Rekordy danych
---*---

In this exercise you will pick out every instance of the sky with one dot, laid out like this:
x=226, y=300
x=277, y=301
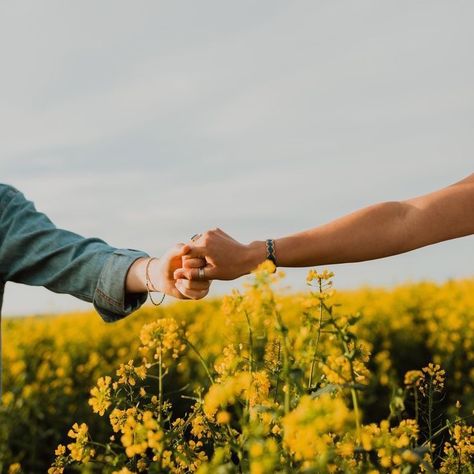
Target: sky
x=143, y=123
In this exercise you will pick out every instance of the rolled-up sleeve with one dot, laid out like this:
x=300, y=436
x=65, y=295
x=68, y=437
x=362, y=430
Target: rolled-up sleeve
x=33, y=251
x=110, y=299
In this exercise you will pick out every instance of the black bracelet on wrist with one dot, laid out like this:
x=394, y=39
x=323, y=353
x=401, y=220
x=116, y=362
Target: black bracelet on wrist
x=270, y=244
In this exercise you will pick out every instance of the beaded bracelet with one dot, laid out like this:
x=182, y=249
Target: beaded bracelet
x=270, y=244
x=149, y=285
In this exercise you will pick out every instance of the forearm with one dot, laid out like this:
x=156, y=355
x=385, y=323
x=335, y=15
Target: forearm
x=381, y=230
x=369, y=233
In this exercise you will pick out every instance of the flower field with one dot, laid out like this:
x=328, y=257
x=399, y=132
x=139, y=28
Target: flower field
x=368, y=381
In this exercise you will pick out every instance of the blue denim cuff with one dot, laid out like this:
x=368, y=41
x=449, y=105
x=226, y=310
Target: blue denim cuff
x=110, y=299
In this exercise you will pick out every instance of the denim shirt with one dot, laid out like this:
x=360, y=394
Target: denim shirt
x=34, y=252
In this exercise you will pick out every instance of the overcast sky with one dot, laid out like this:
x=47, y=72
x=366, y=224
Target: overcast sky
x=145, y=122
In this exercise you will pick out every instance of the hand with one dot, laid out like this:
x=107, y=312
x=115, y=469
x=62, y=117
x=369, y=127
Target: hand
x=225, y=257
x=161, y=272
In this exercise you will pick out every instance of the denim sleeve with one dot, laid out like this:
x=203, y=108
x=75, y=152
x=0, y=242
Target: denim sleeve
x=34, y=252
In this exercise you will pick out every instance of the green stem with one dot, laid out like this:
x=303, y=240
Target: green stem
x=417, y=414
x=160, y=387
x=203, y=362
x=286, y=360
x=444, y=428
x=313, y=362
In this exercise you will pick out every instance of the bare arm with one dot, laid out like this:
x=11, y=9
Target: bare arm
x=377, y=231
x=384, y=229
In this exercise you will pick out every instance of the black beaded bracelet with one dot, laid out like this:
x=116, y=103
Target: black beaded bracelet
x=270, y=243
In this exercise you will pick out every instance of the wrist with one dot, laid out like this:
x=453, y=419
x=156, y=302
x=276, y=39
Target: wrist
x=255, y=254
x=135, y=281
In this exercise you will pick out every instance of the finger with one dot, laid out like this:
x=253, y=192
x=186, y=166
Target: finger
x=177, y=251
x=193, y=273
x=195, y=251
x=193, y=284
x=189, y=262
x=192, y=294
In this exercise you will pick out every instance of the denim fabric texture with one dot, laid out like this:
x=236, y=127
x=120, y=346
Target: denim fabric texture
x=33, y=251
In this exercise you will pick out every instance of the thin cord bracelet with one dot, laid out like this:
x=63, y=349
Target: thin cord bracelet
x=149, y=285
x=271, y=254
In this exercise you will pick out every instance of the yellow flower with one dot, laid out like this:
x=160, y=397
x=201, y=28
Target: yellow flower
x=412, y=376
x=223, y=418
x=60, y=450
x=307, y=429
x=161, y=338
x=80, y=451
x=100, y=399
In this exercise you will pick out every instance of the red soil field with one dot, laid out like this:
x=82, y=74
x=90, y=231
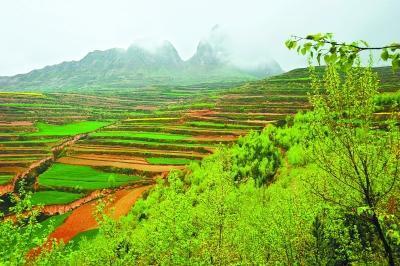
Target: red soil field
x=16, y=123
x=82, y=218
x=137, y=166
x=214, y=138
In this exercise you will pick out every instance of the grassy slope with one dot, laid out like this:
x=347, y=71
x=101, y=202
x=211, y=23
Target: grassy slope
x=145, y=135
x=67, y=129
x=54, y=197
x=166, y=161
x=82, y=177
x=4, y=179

---*---

## Treść zadania
Przepisz wszystko od początku pozycji aż do wiersza zawierającego „x=313, y=362” włącznie, razem z poleceniami, ale każdą współrzędną punktu w odpowiedziach pomnóż przez 1,9 i zaokrąglij do liczby całkowitej, przy czym połówki zaokrąglaj w górę. Obrazy pomiń.

## Rozwiązanie zadania
In this exercise you will pick out every instance of the sky with one dot, laid out like this:
x=226, y=300
x=277, y=301
Target: sky
x=272, y=234
In this exercise you will pick out every instance of the rolled-up sleeve with one dot, laid out like this:
x=300, y=436
x=65, y=295
x=68, y=437
x=362, y=430
Target: rolled-up sleeve
x=63, y=477
x=209, y=568
In this exercise you will pick out every instance of the black bracelet on wrist with one dot, laid out like this:
x=394, y=39
x=323, y=353
x=401, y=220
x=116, y=362
Target: black bracelet on wrist
x=513, y=464
In this exercise you will pick out every instance of the beaded bracelet with one dot, laid out like this:
x=182, y=249
Target: beaded bracelet
x=513, y=464
x=283, y=542
In this exercise you will pick out every instance of the forearm with one dot, laid out like this:
x=156, y=355
x=385, y=323
x=335, y=15
Target: forearm
x=724, y=437
x=701, y=443
In this exercise you will pick out every instance of the flower field with one dot, laid out like this:
x=328, y=257
x=399, y=132
x=139, y=28
Target: flower field
x=699, y=724
In this exercise you will pick out every instance of the blue denim cuff with one dot, laid out like this:
x=368, y=41
x=449, y=105
x=226, y=310
Target: blue denim cuff
x=209, y=568
In this exercise you will pick out every instance of the denim shirt with one dot, laid out like this:
x=360, y=394
Target: denim shirt
x=65, y=479
In this exercise you will pick out every instance of the overcast sky with one dot, laid out like this:
x=47, y=72
x=366, y=224
Target: overcast sky
x=276, y=232
In this exercise you will pick out every instance of the hand with one dot, laid out like this:
x=107, y=312
x=115, y=469
x=62, y=117
x=369, y=127
Target: hand
x=428, y=488
x=306, y=517
In this exercise you will pick out every instance of the denim sleeve with one dot, laid out like this:
x=203, y=108
x=75, y=152
x=0, y=242
Target: denim sleeve
x=65, y=479
In this exercise you will pick out every instance of the green stem with one dot, laid out like this:
x=303, y=240
Target: green stem
x=792, y=787
x=304, y=735
x=386, y=688
x=543, y=684
x=844, y=813
x=595, y=688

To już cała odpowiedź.